### Your tasks:
A. Based on the amoeba news item, explain why it is believed that Zachary Reyna was most likely infected near his home.
B. Return the section of the amoeba news item from "LABELLE, FL. -- The" up to and including "near his home.", copied word for word.

### Provided text:
Thursday, August 15, 2013

Brain-Eating Amoeba Not Found In Drinking Water?

Health Department Releases Additional Information On Deadly Disease

LABELLE, FL. -- The Florida Department of Health in Hendry and Glades Counties today made additional comments about Naegleria fowleri, commonly called "brain-eating amoeba".

The latest victim of the disease is 12-year old Zachary Reyna, a LaBelle Middle School student. He lives with his parents, Jessie Reyna Jr. and Betsy Villareal on four acres in the Port LaBelle Ranchettes section of Glades County, Florida where it is believed he most likely was infected when water entered his nose as he played in a drainage ditch near his home.

Zachary Reyna is getting treatment with an experimental drug from Germany at the Children's Hospital in Miami, after receiving permission from the CDC for use of the drug.

Fund raising efforts, including two morning prayer meetings, t-shirt sales, and a bank account for donations have raised several thousands of dollars for the family. A dinner benefit is scheduled at Barron Park in LaBelle on Saturday.

Mr. Reyna and Betsy Villareal own J.R. Harvesting, Inc. and Mr. Reyna is an officer in Caloosa Cats, Inc. and Hooked Deals & Apparel, Inc. Between the two, they also own four homes in the LaBelle area.

### Supplied data:
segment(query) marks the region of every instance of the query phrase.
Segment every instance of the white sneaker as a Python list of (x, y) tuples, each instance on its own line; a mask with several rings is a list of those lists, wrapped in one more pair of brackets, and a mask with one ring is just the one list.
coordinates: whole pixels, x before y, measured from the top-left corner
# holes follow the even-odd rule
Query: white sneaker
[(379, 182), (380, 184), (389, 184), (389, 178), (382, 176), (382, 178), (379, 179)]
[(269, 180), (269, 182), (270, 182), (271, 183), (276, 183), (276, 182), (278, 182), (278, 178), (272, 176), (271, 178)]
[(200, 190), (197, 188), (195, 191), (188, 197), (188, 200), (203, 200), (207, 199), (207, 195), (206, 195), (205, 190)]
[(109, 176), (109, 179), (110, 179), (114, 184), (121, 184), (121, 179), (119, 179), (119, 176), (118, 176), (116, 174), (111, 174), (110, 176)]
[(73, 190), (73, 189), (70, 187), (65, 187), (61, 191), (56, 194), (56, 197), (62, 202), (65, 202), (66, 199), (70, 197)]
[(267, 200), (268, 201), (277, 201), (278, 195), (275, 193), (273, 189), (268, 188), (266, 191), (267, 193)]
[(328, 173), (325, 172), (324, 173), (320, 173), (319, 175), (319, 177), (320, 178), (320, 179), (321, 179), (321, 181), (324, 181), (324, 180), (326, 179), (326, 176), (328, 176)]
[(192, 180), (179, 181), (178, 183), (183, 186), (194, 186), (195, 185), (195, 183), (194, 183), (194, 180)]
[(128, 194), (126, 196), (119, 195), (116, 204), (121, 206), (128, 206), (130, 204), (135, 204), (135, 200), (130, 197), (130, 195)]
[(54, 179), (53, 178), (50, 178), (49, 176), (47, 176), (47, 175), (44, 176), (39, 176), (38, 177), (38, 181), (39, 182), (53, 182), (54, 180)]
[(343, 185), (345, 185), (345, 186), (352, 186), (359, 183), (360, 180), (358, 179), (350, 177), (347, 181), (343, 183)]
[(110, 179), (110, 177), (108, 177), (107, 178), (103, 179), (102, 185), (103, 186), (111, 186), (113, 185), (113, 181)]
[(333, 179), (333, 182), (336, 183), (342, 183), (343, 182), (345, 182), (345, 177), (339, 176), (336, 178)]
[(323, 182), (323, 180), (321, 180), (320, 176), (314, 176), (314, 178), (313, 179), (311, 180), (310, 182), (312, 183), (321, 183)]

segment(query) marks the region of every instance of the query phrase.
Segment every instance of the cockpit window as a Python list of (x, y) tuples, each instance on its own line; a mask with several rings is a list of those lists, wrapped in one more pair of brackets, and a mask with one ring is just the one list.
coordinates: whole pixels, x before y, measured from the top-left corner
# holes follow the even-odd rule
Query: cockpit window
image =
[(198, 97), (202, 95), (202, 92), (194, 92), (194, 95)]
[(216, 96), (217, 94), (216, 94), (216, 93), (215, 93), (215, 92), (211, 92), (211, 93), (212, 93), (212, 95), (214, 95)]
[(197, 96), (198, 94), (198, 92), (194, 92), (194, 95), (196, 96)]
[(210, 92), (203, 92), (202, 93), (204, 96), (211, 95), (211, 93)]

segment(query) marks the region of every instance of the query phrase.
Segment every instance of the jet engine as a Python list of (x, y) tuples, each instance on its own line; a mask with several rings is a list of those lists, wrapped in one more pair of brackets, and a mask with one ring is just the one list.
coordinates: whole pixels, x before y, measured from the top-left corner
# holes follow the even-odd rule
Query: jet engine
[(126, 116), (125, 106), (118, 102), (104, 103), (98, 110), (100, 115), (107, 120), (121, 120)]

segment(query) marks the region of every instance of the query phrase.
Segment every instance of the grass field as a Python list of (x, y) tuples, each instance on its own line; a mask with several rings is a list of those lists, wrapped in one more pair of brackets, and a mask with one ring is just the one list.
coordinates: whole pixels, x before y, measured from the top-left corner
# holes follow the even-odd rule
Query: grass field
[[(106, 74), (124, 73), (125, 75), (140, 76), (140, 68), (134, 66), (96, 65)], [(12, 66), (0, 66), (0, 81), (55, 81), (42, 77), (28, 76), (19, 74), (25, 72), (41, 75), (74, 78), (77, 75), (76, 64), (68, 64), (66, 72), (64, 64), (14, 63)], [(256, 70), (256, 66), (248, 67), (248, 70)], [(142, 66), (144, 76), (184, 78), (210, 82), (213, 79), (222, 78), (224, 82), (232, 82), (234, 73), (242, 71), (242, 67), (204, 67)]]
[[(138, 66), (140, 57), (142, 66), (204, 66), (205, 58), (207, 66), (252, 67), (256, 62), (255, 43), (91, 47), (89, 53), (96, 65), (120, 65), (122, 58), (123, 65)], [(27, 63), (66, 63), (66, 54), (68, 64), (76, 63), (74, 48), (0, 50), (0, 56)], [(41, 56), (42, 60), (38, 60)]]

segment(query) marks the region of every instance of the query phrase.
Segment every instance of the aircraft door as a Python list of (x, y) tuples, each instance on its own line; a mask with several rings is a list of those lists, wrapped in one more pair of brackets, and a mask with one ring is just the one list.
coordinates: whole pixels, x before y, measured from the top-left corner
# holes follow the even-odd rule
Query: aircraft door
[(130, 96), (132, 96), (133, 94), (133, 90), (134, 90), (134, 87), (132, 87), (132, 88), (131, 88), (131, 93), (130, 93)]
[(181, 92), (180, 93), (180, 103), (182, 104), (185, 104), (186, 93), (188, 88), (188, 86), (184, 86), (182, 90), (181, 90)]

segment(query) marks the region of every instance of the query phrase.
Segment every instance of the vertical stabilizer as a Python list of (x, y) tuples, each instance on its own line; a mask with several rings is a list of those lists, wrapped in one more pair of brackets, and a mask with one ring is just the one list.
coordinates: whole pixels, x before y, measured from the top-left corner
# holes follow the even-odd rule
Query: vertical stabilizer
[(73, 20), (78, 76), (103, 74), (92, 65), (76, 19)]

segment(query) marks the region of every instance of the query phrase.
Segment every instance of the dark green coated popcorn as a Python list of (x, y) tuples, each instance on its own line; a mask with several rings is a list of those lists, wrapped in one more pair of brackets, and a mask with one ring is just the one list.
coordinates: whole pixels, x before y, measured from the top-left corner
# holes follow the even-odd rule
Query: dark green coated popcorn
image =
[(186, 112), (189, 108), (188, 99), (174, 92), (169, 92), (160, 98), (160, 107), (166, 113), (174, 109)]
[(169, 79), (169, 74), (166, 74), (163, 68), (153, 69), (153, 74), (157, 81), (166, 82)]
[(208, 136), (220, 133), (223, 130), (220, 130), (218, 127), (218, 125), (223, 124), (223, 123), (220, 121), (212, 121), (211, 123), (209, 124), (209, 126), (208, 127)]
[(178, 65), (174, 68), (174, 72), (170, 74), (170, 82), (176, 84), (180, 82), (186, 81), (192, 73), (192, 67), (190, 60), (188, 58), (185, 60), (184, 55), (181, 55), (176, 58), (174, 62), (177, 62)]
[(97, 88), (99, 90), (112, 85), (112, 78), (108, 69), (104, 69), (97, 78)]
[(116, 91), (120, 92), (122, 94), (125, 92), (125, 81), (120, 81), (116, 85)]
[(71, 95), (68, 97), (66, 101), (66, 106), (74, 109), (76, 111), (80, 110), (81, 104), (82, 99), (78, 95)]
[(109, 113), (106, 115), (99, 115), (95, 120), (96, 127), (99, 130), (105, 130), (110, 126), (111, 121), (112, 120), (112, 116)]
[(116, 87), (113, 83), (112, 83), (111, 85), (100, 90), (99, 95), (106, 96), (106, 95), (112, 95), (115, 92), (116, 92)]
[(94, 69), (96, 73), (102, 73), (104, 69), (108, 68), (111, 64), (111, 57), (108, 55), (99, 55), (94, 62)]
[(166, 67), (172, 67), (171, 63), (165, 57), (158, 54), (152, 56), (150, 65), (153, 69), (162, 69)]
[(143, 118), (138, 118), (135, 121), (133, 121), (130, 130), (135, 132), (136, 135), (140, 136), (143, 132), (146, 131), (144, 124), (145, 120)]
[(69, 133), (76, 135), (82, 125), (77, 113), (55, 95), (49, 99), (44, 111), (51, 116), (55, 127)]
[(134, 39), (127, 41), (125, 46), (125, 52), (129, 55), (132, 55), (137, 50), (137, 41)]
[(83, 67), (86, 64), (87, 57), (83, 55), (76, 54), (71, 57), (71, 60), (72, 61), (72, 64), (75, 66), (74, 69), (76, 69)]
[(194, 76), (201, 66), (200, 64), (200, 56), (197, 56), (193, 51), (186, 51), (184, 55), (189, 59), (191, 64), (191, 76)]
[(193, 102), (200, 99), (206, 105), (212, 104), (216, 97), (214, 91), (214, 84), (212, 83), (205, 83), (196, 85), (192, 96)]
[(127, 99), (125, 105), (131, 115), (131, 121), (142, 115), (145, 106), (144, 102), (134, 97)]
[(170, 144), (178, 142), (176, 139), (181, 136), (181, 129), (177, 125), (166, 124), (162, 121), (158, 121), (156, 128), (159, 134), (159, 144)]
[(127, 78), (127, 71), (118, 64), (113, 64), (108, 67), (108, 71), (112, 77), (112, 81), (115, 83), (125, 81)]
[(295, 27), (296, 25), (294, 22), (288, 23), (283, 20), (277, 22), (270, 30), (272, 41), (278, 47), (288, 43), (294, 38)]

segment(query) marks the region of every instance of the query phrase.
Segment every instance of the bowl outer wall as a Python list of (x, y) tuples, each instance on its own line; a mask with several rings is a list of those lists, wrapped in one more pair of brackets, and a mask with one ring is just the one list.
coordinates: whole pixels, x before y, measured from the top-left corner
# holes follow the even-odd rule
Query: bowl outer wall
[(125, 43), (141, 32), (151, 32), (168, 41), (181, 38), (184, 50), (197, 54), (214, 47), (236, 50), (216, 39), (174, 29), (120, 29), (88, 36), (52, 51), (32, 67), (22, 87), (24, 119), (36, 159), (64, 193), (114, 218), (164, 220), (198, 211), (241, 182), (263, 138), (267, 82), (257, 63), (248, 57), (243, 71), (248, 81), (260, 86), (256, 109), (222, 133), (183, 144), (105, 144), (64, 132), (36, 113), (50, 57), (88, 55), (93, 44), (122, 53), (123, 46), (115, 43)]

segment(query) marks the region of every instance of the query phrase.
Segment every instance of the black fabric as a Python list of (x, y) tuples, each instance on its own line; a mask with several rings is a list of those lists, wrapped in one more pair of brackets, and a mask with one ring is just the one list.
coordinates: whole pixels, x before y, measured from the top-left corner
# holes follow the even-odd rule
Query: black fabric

### Responses per task:
A. It is believed he was most likely infected when water entered his nose while he played in a drainage ditch near his home in the Port LaBelle Ranchettes section of Glades County, Florida.

B.
LABELLE, FL. -- The Florida Department of Health in Hendry and Glades Counties today made additional comments about Naegleria fowleri, commonly called "brain-eating amoeba".

The latest victim of the disease is 12-year old Zachary Reyna, a LaBelle Middle School student. He lives with his parents, Jessie Reyna Jr. and Betsy Villareal on four acres in the Port LaBelle Ranchettes section of Glades County, Florida where it is believed he most likely was infected when water entered his nose as he played in a drainage ditch near his home.